[START OF SELECTED PASSAGE]
The role of an organizational leader is much like that of a gardener. As a leader, you’re always dealing with agents of change, and a major chunk of your job requires leading people through transformations, nurturing them, and ensuring growth. 🌱
Bringing about organizational change is a constant theme in successful companies. Just look at Microsoft, Apple, or Tesla—they’re all organizations led by visionary leaders who have rejected the status quo and embraced growth through change efforts.
The only problem is that effective change leadership isn’t a straightforward concept. On average, 70% of change initiatives fail because of challenges like staff resistance and poor insight into the bigger picture.
In this guide, we’ll explore the intricacies of successful change leadership, covering:
- Proven change leadership models
- 10 strategies to become a successful change leader
- Tips to avoid threats while leading change
- What Is Change Leadership?
- 4 Proven Change Leadership Models to Lead Change Effectively
- 10 Strategies for Becoming an Effective Change Leader in 2024
- 1. Establish a clear vision with defined OKRs
- 2. Craft an action-oriented strategic plan
- 3. Create detailed documentation across change phases
- 4. Humanize your change-related communication
- 5. Establish a support system for employees
- 6. Identify and address team resistance
- 7. Establish accountability for change management tasks
- 8. Promote continuous learning if the change initiative requires upskilling
- 9. Champion inclusivity
- 10. Rely on progress reports to shape the direction of change
- Benefits of Change Leadership
- Why Change Initiatives Fail: Common Challenges
What Is Change Leadership?
Any change initiative, such as implementing a new business strategy or an operational model, requires extensive effort. You need a step-by-step strategic plan, training modules, and a support system to allow stakeholders to overcome transition-related challenges and reach a desirable outcome.
Change leadership is a people-centric approach to handling inherent conflicts and paradoxes while facilitating organizational-level transformations. It guides leaders to employ their power to influence and inspire action in others.
Prominent leadership researchers Malcolm Higgs and Deborah Rowland have emphasized that successful change leadership is all about leading people with care and foresight. Here’s how they define this concept in their popular study:
Change leadership is the ability to influence and enthuse others through personal advocacy, vision, and the drive to access resources to build a solid platform for change.
Additionally, the change leadership approach establishes change as an ongoing initiative within an organization—and not a finite project. The leader has to groom themselves for tasks like:
- Identifying change opportunities for organizational growth
- Anticipating transition-based pressures that may lead to employee resistance
- Overseeing the change management initiative in terms of scope, speed, and accountability
Pro tip: Need a quick framework to plan and lead organizational adjustments? Jump on the ClickUp Change Management Checklist Template to outline change processes and protocols, manage costs, and prepare your team for the proposed initiative. 💪
Change leadership vs. change management
Change leadership and change management are often used interchangeably, but their distinction goes beyond mere semantics.
[END OF SELECTED PASSAGE]
[START OF DATA EXCERPTS]
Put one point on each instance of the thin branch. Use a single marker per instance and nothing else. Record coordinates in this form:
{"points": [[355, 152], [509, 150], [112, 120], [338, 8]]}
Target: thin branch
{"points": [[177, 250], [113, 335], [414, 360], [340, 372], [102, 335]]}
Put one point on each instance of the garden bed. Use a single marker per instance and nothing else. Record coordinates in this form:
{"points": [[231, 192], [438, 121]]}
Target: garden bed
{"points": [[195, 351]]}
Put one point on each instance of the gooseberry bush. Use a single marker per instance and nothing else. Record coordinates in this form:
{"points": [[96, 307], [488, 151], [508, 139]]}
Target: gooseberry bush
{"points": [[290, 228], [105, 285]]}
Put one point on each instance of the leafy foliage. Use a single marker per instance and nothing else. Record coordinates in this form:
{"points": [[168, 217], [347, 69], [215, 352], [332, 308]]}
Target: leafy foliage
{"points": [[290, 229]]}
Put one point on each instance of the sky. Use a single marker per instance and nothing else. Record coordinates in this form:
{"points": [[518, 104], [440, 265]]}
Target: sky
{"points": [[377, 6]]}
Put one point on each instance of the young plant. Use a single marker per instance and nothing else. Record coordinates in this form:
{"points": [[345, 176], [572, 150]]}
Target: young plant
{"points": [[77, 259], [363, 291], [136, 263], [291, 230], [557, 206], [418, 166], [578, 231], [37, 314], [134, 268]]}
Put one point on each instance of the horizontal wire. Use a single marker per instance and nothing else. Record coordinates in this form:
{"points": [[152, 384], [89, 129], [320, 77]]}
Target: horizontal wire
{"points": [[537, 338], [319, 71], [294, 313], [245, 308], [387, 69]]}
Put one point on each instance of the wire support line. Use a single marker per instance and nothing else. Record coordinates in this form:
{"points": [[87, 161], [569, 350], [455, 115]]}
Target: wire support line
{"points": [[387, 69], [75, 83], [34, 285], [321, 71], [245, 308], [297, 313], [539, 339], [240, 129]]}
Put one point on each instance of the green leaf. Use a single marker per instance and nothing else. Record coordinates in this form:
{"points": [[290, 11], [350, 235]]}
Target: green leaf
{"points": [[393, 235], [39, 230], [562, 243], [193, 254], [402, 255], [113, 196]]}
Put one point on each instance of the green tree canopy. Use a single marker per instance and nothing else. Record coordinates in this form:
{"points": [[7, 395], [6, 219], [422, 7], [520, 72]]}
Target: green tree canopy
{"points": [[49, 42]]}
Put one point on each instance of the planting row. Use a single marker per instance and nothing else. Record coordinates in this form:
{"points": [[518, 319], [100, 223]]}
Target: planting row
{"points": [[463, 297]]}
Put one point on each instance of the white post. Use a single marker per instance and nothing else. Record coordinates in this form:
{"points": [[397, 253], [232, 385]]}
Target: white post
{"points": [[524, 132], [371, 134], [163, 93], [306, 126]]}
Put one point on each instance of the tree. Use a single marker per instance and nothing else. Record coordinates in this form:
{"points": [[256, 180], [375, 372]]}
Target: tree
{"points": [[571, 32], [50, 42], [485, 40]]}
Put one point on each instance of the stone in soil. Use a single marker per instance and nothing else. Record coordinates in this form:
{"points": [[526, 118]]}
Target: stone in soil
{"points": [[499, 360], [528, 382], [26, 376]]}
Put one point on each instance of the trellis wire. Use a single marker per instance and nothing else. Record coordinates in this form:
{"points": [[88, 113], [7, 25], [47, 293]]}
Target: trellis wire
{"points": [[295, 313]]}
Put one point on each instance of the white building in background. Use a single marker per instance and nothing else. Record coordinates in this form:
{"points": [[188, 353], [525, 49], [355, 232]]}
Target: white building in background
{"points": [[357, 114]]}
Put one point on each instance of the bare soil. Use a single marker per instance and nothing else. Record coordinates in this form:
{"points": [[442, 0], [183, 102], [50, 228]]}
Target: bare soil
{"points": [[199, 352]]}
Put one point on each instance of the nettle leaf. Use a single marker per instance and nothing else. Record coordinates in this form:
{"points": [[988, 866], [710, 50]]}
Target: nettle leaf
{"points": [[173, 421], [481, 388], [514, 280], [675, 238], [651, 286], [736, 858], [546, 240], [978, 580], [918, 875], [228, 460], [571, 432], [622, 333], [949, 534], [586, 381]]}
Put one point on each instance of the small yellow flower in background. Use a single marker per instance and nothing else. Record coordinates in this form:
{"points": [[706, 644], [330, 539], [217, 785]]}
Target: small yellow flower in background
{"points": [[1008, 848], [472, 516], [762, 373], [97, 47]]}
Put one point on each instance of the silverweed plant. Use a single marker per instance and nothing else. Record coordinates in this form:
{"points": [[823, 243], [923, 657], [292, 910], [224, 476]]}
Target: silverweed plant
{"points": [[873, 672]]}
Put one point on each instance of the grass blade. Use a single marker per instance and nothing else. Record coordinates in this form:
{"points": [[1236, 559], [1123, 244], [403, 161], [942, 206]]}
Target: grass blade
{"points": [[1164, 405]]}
[END OF DATA EXCERPTS]
(TASKS FOR THIS EXERCISE)
[a] Transcribe the change leadership article from "The only problem" up to and including "the bigger picture.".
[b] In the change leadership article, which two researchers are cited as defining change leadership in their study?
[c] Write the next part of the article on change leadership, picking up after its final sentence.

(TASK-BY-TASK OUTPUTS)
[a]
The only problem is that effective change leadership isn’t a straightforward concept. On average, 70% of change initiatives fail because of challenges like staff resistance and poor insight into the bigger picture.

[b] Malcolm Higgs and Deborah Rowland.

[c]
Change management involves employing a set of tools or structures to maintain control over any change effort—the aim here is to introduce shifts within a company gradually. The focus is on the iterative process and top-down imposition. You authorize small-scale adjustments to mitigate the impact of change at a measured pace, making the initiative cost-effective and minimizing disruption and the risk of failure.
On the other hand, change leadership adopts a disruptive, long-term perspective. It’s the force and vision that drives action toward large-scale transformation. It empowers every individual within the company to be an agent of change, emphasizing collaborative culture over top-down imposition.
According to Gartner’s research on organizational change, 80% of companies follow a top-down change management approach, implementing strategic decisions through organization-wide communication. However, this approach has a success rate of a mere 34%, often exacerbated by communication gaps between executives and entry-level employees.
Recognizing these barriers, chief human resources officers (CHROs) worldwide prefer the more social model of change leadership, leveraging abstract factors like a positive work environment, emotional intelligence, and team commitment to make a change stick.
Who is a change leader, and how are they different from change managers?
A proficient change leader operates not as an enforcer but as a facilitator, collaboratively guiding managers and team members to integrate change.
Change leaders distinguish themselves from change managers by focusing on long-term transformation initiatives. Instead of imposing new directives, they empower employees to contribute to change initiatives.
On a macro level, the pivotal responsibility of a change leader is to foster confidence among employees and build collective faith in the proposed changes. Here are some essential skills that successful change leaders display:
- Open communication
- Collaborative spirit
- Commitment to help employees feel safe
- Can-do attitude
- Curiosity to explore promising strategies
- Emotional intelligence
- Strategic thinking
General Electric (GE) Company, a leading multinational conglomerate, is a perfect case study for registering the impact of change leaders. The company launched successful change initiatives by tapping into market intelligence through the sustainable use of human capital. It witnessed a 25% jump in ROI by pushing for more creativity in leadership roles.
4 Proven Change Leadership Models to Lead Change Effectively
A change leadership model offers a structure to nurture collective involvement and help the company evolve. Let’s discuss four popular change frameworks used by successful leaders.
1. McKinsey 7-S model
Developed by Robert H. Waterman, Jr. and Tom Peters in the late 1970s, this model identifies seven components as keys to effective change:
- Shared values
The idea is to use these seven components to restore stability while implementing a change initiative. You build a chain of command and define every step of the process, factoring in both operational and emotional factors.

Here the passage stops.